• **Work to be completed**: Transcribe the part of the thread on grunting after drinking from "Does he drink" to "call him Dottie!", keeping every word and mark unchanged.

# Grunting After Drinking



## Debi Hall (Apr 21, 2011)

Is this normal? I've noticed that Alvin (4 months) tends to grunt, cough etc after he's had a drink of water. He's very lively and healthy and doesn't seem to have a short nose or any problems in that area. My previous chi didn't seem to do it. I noticed when we collected him his mum did make the same noise when she got excited. The breeder (very reputable lady) didn't seem bothered and thought it her little quirk.. Am I just a paranoid new 'mum'. My last little boy had to be put to sleep at 11 months due to liver problems - suspected liver shunt and the rest... (looking back, he was probably the runt of the litter as he was very small and nervous. The breeder was more interested in the money than keeping her lines genetically sound...) Sorry no pics at moment. New to the site and workin on kids helping me...


----------



## michele (Jan 12, 2009)

Does he drink too quickly or have his nose in the water? is the bowl too big for him?maybe it's reverse sneezing ?


----------



## Debi Hall (Apr 21, 2011)

Thanks for ideas. Am going to monitor more carefully. Could be a combination of things... Thinking it maybe more of a cough than a grunt now! Your dogs look cute. My first boy was called Dorito and I used to call him Dottie!


----------

• **Supplied data**:
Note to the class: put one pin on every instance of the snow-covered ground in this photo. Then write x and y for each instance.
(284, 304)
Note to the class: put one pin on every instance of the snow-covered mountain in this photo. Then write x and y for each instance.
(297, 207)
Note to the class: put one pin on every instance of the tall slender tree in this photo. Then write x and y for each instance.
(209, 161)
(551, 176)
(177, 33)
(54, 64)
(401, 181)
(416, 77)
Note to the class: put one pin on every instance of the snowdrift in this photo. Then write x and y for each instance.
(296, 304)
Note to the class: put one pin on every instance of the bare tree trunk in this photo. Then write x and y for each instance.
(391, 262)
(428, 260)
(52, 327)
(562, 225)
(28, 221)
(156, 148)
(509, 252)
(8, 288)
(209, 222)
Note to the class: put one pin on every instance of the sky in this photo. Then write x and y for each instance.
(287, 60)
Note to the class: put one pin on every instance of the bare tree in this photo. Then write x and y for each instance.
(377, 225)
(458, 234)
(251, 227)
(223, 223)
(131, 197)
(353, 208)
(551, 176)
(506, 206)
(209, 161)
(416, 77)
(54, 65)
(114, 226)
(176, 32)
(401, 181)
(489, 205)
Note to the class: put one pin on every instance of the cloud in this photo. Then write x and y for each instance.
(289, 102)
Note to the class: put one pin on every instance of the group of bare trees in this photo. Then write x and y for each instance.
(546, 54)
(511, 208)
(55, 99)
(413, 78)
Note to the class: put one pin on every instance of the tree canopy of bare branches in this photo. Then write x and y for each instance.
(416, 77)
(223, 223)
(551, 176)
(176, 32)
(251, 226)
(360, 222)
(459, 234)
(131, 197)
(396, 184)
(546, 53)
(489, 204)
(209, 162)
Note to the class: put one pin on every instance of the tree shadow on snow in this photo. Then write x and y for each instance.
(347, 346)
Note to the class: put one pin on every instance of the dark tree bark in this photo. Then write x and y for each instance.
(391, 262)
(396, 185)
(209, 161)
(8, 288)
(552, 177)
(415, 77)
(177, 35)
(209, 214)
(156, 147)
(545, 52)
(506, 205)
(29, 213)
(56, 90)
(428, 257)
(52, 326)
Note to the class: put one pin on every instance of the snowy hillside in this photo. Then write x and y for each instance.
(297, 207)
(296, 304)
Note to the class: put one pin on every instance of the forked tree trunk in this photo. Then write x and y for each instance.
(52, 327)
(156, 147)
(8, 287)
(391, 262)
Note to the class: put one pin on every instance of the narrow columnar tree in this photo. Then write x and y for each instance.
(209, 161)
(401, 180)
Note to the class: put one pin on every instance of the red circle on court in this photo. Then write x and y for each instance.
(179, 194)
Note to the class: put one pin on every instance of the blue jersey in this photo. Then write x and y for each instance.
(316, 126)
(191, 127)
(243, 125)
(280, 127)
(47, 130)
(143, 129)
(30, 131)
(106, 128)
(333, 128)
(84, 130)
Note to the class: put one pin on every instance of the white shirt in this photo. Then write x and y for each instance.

• **Completed exercise**:
Does he drink too quickly or have his nose in the water? is the bowl too big for him?maybe it's reverse sneezing ?


----------



## Debi Hall (Apr 21, 2011)

Thanks for ideas. Am going to monitor more carefully. Could be a combination of things... Thinking it maybe more of a cough than a grunt now! Your dogs look cute. My first boy was called Dorito and I used to call him Dottie!